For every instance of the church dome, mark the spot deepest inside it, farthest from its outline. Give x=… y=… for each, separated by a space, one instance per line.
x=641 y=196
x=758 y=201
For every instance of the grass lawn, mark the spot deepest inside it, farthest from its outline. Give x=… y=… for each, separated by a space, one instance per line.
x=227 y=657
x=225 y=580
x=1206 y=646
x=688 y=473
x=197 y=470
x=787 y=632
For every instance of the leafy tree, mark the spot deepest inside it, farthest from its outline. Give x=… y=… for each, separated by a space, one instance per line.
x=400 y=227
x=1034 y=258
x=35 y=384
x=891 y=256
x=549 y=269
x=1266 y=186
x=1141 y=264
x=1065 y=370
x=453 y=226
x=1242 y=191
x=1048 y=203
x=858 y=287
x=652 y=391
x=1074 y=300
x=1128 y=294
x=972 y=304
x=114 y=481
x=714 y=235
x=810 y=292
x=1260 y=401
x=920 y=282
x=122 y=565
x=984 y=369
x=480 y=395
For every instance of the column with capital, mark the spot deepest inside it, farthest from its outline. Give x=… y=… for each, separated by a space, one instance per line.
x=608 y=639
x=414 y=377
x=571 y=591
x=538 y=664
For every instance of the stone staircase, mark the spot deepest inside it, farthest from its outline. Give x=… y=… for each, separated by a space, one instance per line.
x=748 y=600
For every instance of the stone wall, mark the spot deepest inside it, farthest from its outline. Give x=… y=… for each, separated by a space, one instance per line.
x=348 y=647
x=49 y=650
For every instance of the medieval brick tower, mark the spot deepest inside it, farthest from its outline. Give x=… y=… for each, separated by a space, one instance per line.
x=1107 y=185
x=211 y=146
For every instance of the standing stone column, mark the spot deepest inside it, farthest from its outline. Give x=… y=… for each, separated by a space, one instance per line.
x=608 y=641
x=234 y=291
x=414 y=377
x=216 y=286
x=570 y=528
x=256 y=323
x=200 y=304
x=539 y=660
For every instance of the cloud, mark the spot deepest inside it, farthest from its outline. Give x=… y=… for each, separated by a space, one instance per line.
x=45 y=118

◇ ◇ ◇

» **WORK TO DO**
Please put every line of the entries above into one numbered list, leaving out any blank lines.

» **COMPLETED TASK**
1. For every instance of the church dome, mark the spot deepest inside it, farthest from its outline. Give x=… y=… for each, separated by a space, one instance per line.
2. x=641 y=196
3. x=758 y=201
4. For every instance of the grass lawn, mark the spot deepest inside it, farthest from its outline. Give x=… y=… for each, separated by a space, one instance per line.
5. x=227 y=657
6. x=225 y=580
7. x=1206 y=646
8. x=688 y=473
9. x=197 y=470
10. x=787 y=632
11. For every instance of the leafy tree, mark the spot deepest inside it, farthest from its outline. Give x=… y=… for each, separated by a space, one instance per line.
12. x=400 y=227
13. x=1034 y=258
14. x=35 y=384
15. x=891 y=256
16. x=549 y=269
17. x=1266 y=186
18. x=1141 y=264
19. x=1065 y=370
20. x=453 y=226
21. x=1242 y=191
22. x=1048 y=203
23. x=858 y=287
24. x=652 y=391
25. x=1074 y=300
26. x=1128 y=294
27. x=972 y=304
28. x=114 y=481
29. x=714 y=235
30. x=810 y=292
31. x=1260 y=401
32. x=920 y=282
33. x=122 y=565
34. x=984 y=369
35. x=480 y=395
36. For every instance of the column with capital, mark the spot deepest inside it, farthest from its outline. Give x=… y=… for each, separated by a space, one instance per line.
37. x=608 y=639
38. x=414 y=377
39. x=571 y=591
40. x=538 y=664
41. For every instance of the stone staircase, mark the spot deepest inside it, farthest from its outline. Give x=… y=… for each, separated by a space, one instance per line.
42. x=748 y=600
43. For every instance of the stone wall, mark the spot deepest inside it, farthest from its outline. Give x=… y=… for each, separated by a space, one instance per line.
44. x=348 y=647
45. x=49 y=650
46. For every instance of the medieval brick tower, mark the spot deepest inside it, farthest from its outline. Give x=… y=… for each, separated by a space, one instance per line.
47. x=1107 y=185
48. x=211 y=146
49. For every instance of the standing stone column, mark the spot deepest inside it, farthest from its outline. Give x=… y=… for each, separated by a space, one instance per line.
50. x=608 y=641
51. x=234 y=291
52. x=414 y=377
53. x=216 y=286
54. x=570 y=528
55. x=256 y=323
56. x=200 y=304
57. x=539 y=660
58. For every instance of the cloud, mark the spot deepest inside it, farthest from its outline. Give x=… y=… for each, separated by a space, one instance per line.
59. x=45 y=118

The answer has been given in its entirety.